Texto del documento:
::::

En un operar cerrado de un clima social experimental con reglas de cuasi-instituciones totales para modificar nuestras conductas. ¿Y en el mundo que habitamos? ¿Cómo? ¿Cuándo? ¿Desde dónde? ¿Por qué? ¿Con qué fin? Incontinencia del lenguaje sin símbolos; un elogio a la literalidad. Esa objetividad, que ha penetrado de manera tan naïf, señala que haremos el ejercicio de forma inmediata sin mediación alguna, huérfana de reciprocidad.

Este espacio terapéutico promueve una clausura para hacer inducción analítica, al menos una teoría sustantiva inter para elaborarnos, poco se puede significar desde la co-construcción introyectiva. Somos un correlato artificial que nos quita la capacidad de negociar y de performar. ¿Cuándo las recomendaciones vienen de cerca hay que sospechar? ¿La situacionalidad del conocimiento no le dice nada a un médico? ¿Roza siquiera esa jerarquía endiosada de su profesión? Justamente origina su propia ceguera de su parcialidad. No la reconoce.

::::

En el texto del documento, ¿qué promueve "este espacio terapéutico"? Los registros provienen de otra fuente.

::::

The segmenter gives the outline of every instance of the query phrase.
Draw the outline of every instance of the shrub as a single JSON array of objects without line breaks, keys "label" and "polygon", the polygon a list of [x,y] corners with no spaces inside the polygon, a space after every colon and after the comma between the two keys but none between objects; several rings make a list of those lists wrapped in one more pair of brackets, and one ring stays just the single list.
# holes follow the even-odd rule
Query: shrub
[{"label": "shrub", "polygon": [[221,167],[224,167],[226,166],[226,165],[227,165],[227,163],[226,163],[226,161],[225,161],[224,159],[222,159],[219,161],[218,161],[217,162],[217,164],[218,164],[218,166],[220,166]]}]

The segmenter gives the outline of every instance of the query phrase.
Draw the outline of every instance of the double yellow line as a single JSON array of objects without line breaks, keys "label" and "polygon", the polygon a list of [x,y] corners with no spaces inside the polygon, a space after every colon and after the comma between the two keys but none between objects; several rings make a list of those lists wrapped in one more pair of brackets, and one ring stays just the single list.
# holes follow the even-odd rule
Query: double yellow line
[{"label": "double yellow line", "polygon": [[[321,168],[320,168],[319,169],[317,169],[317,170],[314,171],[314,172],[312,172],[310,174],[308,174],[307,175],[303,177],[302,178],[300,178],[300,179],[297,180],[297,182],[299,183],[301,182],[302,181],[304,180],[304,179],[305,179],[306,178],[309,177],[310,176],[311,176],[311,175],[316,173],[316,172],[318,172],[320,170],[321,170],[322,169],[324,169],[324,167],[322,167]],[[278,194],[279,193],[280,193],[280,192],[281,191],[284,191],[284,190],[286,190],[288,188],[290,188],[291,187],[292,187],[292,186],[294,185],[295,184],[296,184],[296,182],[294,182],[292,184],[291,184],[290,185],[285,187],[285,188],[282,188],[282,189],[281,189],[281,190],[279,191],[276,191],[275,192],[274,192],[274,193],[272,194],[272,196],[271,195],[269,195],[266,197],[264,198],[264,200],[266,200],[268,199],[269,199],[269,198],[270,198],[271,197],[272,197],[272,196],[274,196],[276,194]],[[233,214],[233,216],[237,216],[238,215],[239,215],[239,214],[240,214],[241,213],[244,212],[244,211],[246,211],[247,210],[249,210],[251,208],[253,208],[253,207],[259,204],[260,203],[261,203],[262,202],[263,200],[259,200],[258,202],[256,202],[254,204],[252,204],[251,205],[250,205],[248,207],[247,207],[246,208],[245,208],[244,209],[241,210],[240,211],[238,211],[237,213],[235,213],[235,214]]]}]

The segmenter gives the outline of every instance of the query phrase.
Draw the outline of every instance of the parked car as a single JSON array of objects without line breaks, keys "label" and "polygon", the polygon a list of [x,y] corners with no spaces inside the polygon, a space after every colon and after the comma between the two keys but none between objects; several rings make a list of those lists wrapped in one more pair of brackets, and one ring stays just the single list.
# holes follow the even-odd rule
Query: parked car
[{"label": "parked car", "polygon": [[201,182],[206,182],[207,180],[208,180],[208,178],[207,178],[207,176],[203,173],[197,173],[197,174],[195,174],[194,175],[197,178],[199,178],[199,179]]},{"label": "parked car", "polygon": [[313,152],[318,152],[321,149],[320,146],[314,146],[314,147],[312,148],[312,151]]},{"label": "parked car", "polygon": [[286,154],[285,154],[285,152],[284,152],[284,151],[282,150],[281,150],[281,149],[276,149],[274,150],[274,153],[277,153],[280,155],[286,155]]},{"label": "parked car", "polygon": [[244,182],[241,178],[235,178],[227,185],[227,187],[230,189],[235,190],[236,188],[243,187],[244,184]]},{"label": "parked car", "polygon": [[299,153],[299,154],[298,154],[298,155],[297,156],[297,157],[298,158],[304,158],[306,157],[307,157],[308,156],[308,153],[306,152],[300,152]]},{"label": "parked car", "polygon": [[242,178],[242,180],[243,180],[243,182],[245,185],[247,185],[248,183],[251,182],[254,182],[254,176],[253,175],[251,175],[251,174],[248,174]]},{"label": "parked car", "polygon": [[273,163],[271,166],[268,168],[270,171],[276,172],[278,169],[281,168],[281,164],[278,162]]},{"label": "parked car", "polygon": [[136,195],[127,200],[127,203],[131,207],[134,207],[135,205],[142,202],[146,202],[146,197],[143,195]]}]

::::

Tarea resuelta: Una clausura para hacer inducción analítica.